What you should do
Identical copies of all the records below are needed.
* * * * *
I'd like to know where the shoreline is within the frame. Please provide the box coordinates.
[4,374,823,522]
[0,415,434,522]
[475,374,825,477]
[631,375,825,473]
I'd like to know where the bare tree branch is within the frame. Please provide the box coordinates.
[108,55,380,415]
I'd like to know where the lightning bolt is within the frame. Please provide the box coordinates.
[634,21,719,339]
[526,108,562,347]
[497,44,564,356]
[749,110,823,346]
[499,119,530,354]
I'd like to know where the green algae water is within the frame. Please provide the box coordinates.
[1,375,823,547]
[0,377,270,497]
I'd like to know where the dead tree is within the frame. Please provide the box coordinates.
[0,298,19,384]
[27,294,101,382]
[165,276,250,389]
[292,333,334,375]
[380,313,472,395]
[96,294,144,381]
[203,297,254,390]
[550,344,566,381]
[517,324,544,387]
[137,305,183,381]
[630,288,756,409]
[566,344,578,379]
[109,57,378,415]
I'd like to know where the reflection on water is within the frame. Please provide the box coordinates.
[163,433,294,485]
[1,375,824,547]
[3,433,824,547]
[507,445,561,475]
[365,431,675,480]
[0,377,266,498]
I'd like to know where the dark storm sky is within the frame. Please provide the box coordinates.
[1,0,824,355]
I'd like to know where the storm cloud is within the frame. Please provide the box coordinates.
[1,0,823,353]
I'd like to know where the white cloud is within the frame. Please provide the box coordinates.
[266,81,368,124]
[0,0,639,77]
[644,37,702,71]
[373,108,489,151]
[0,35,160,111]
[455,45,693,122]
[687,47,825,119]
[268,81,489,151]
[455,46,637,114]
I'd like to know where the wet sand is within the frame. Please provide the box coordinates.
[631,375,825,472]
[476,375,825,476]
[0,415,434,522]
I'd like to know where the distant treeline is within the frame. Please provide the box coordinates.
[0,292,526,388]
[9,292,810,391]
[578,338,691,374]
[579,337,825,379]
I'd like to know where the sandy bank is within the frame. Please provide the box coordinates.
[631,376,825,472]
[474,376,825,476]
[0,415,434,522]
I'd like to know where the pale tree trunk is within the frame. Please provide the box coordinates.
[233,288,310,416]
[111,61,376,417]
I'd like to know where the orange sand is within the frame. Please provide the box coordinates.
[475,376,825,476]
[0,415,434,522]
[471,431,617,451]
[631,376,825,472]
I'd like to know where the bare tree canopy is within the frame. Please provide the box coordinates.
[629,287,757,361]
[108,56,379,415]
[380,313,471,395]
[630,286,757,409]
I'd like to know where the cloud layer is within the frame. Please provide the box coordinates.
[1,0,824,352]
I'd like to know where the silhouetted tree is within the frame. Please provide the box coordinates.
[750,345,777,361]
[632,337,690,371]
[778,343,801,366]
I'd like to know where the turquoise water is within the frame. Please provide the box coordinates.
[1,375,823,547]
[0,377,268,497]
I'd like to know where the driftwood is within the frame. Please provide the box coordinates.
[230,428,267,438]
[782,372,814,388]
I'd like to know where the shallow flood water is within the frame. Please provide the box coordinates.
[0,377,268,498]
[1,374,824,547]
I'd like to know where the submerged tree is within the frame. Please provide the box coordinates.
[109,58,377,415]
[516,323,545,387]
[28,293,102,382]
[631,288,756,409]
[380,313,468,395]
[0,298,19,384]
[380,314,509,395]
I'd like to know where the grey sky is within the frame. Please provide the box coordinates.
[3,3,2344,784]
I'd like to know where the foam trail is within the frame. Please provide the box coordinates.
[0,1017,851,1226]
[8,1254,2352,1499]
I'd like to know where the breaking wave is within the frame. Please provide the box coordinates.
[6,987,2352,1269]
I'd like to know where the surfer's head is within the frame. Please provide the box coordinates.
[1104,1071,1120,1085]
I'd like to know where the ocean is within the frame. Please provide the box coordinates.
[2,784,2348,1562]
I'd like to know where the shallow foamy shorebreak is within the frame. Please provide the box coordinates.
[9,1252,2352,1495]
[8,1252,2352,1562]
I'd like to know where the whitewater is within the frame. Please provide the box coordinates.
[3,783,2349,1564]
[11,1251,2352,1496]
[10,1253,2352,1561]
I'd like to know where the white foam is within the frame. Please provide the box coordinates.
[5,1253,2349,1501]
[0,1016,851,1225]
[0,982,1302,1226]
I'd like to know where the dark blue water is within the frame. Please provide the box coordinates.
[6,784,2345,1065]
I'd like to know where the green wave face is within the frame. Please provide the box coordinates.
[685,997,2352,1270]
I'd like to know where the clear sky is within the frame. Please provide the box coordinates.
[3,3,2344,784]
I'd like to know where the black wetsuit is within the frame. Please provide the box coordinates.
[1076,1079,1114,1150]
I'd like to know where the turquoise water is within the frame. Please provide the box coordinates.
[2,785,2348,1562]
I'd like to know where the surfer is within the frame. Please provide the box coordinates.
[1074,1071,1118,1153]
* * * * *
Task result
I'd like to know where the shoreline is within the frame. Please provide the box coordinates.
[4,374,823,522]
[0,415,434,522]
[475,374,825,477]
[631,375,825,473]
I'd like to know where the bare tree branch is within the frame. Please provide the box coordinates.
[108,55,380,415]
I'd like to know where the lightning bolt is within the frame. Please provide the box coordinates.
[634,21,719,339]
[526,108,562,347]
[497,44,564,356]
[749,110,823,346]
[499,119,530,354]
I'd like to know where the green algae water is within the frame. Please provide the box coordinates.
[1,375,823,547]
[0,377,270,497]
I'd like to know where the dead tree is within the frame. Please provide the box coordinates.
[0,298,19,384]
[27,294,101,382]
[165,276,250,389]
[292,333,334,375]
[380,313,472,395]
[96,294,144,381]
[203,297,254,390]
[550,344,566,381]
[517,324,544,387]
[137,305,183,381]
[630,288,756,409]
[566,344,578,379]
[109,57,378,415]
I'd like to know where the reflection on water is within the frame. Please provide the box coordinates.
[163,433,294,485]
[1,375,824,547]
[3,433,824,547]
[507,445,561,475]
[365,431,675,480]
[0,377,266,498]
I'd like to know where the dark storm sky is within the frame. Please provide the box coordinates.
[1,0,824,355]
I'd like to know where the storm cloud is within the frame. Please provide the box coordinates.
[1,0,823,353]
I'd like to know where the white cloud is within the frame. Please provide the box coordinates.
[266,81,368,124]
[0,0,639,77]
[644,37,702,71]
[373,108,489,151]
[0,35,160,111]
[455,45,693,122]
[687,47,825,119]
[268,81,489,151]
[455,46,637,114]
I'd like to know where the wet sand is within the frame. Please provide the box coordinates.
[631,375,825,472]
[476,375,825,476]
[0,415,434,522]
I'd like to know where the distant treeline is within the frame. Please provide the box coordinates.
[0,292,526,388]
[9,292,810,391]
[578,338,691,374]
[579,337,825,379]
I'd like to know where the sandy bank is within the frame. Please provide the box coordinates.
[631,376,825,472]
[474,376,825,476]
[0,415,434,522]
I'd like to know where the pale tree trunk is within the frame. Please provide the box coordinates.
[233,288,310,416]
[111,61,376,417]
I'd like to know where the orange sand is within the frame. Please provide the box coordinates.
[475,376,825,476]
[0,415,434,522]
[471,431,617,451]
[631,376,825,472]
I'd like to know where the bare tree canopy is within the frame. Please provide the box coordinates.
[629,287,757,361]
[108,56,379,415]
[380,313,471,395]
[630,286,757,409]
I'd like to know where the cloud layer is within the frame. Please provide the box coordinates.
[1,0,824,352]
I'd like to know where the silhouetted tree is within the frame. Please provide the box coordinates.
[750,345,777,361]
[632,337,690,371]
[778,343,801,366]
I'd like to know where the turquoise water is within the frame. Please provide the box coordinates.
[1,375,823,547]
[0,377,268,497]
I'd like to know where the driftwood is within the frame. Please provide the box coordinates.
[230,428,267,438]
[782,372,814,388]
I'd like to know where the shallow flood water is within the frame. Please provide the box coordinates.
[0,377,268,498]
[1,374,824,547]
I'd like to know where the submerged tree is within the frame. Please provide the box coordinates.
[109,58,377,415]
[516,323,545,387]
[28,293,102,382]
[631,288,756,409]
[380,313,468,395]
[0,298,19,384]
[380,314,509,395]
I'd like to know where the grey sky is within the frame. Please provide the box coordinates.
[3,3,2344,784]
I'd like to know where the foam trail is within the frame. Please provide the box coordinates.
[0,1017,851,1226]
[8,1254,2352,1499]
I'd like to know where the breaking wave is within the frame. Please provide the box coordinates.
[6,987,2352,1269]
I'd like to know where the surfer's head is within the frame. Please provide the box coordinates.
[1104,1071,1120,1085]
I'd like to know where the ocean is within the frame. Please provide the box coordinates.
[2,784,2348,1562]
I'd like to know where the shallow foamy shorebreak is within the frame. Please provide the box coordinates.
[9,1252,2352,1495]
[8,1252,2352,1562]
I'd like to know where the whitewater is within the frame. Please provide the box coordinates.
[3,783,2349,1564]
[11,1251,2352,1496]
[10,1253,2352,1561]
I'd like to know where the white foam is within the frame. Please provide the box coordinates.
[5,1253,2349,1501]
[0,1016,851,1225]
[0,982,1302,1226]
I'd like to know where the dark blue water is within the frame. Please provide the box coordinates.
[6,784,2345,1065]
I'd like to know where the green wave face is within the frame. Please provide the box coordinates.
[685,997,2352,1270]
I'd like to know where the clear sky is within the frame. Please provide the box coordinates.
[3,3,2344,784]
I'd like to know where the black wetsuit is within the frame. Please provide the box coordinates.
[1076,1079,1114,1150]
I'd like to know where the turquoise water is within the frame. Please provide the box coordinates.
[2,785,2348,1562]
I'd like to know where the surfer is within the frame. Please provide the box coordinates.
[1074,1071,1118,1153]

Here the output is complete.